**Extrait fourni:**

***

Il résulte des dispositions de l’article 815 que nul ne peut être contraint à demeurer dans l’indivision et le partage peut toujours être provoqué, à moins qu’il n’y ait été sursis par jugement ou convention.

Selon l’article 840 du code civil, le partage est fait en justice lorsque l’un des indivisaires refuse de consentir au partage amiable ou s’il s’élève des contestations sur la manière d’y procéder.

Au vu des désaccords des héritiers les empêchant de parvenir au partage amiable de la succession, il convient d’en ordonner le partage judiciaire, ce sur quoi ils s’accordent tous.

Il convient, pour y procéder, de désigner un notaire en la personne de Me V W.

La complexité des opérations justifie la désignation d’un juge commis pour en surveiller le déroulement.

Il y a lieu de rappeler qu’il entre dans la mission du notaire commis de dresser, dans le délai d’un an à compter de sa désignation, un état liquidatif qui établira la masse partageable, les comptes entre les copartageants, les droits des parties et les éventuels dépassements de la quotité disponible, ainsi que la composition des lots à répartir, chaque copartageant devant recevoir des biens pour une valeur égale à celle de ses droits dans l’indivision.

***

**Relevé des données:**

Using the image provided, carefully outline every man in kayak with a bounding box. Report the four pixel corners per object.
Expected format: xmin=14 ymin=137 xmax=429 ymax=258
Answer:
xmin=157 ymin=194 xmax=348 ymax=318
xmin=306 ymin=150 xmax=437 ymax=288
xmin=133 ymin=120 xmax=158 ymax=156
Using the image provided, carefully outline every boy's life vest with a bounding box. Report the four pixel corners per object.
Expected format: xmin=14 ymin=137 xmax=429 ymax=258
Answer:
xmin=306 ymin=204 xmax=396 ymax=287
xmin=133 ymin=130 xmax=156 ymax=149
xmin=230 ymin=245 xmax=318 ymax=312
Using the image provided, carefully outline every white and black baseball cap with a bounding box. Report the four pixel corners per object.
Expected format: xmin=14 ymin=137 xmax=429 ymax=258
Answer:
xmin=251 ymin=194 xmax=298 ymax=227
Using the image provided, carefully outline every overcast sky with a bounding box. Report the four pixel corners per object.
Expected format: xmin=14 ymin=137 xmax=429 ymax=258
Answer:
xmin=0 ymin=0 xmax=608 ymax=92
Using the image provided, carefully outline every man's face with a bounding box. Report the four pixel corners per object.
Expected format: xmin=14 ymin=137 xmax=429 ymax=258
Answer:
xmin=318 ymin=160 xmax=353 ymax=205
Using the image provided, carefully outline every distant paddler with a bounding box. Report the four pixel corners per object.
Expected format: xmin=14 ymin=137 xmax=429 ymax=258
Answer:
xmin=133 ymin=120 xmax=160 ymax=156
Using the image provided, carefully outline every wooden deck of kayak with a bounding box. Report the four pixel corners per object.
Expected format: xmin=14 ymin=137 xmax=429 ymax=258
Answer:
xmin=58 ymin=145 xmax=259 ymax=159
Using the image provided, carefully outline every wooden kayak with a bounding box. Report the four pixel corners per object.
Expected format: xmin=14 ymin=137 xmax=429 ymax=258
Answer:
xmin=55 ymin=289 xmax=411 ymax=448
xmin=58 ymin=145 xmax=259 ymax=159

***

**Liste des tâches:**
a) D'après l'extrait sur le partage judiciaire, dans quel délai le notaire commis doit-il dresser l'état liquidatif ?
b) Reproduisez tels quels les enregistrements, depuis leur première ligne jusqu'à la ligne contenant « xmin=251 ymin=194 xmax=298 ymax=227 », celle-ci comprise.

**Résultats par tâche:**
a) Dans le délai d'un an à compter de sa désignation.

b)
Using the image provided, carefully outline every man in kayak with a bounding box. Report the four pixel corners per object.
Expected format: xmin=14 ymin=137 xmax=429 ymax=258
Answer:
xmin=157 ymin=194 xmax=348 ymax=318
xmin=306 ymin=150 xmax=437 ymax=288
xmin=133 ymin=120 xmax=158 ymax=156
Using the image provided, carefully outline every boy's life vest with a bounding box. Report the four pixel corners per object.
Expected format: xmin=14 ymin=137 xmax=429 ymax=258
Answer:
xmin=306 ymin=204 xmax=396 ymax=287
xmin=133 ymin=130 xmax=156 ymax=149
xmin=230 ymin=245 xmax=318 ymax=312
Using the image provided, carefully outline every white and black baseball cap with a bounding box. Report the four pixel corners per object.
Expected format: xmin=14 ymin=137 xmax=429 ymax=258
Answer:
xmin=251 ymin=194 xmax=298 ymax=227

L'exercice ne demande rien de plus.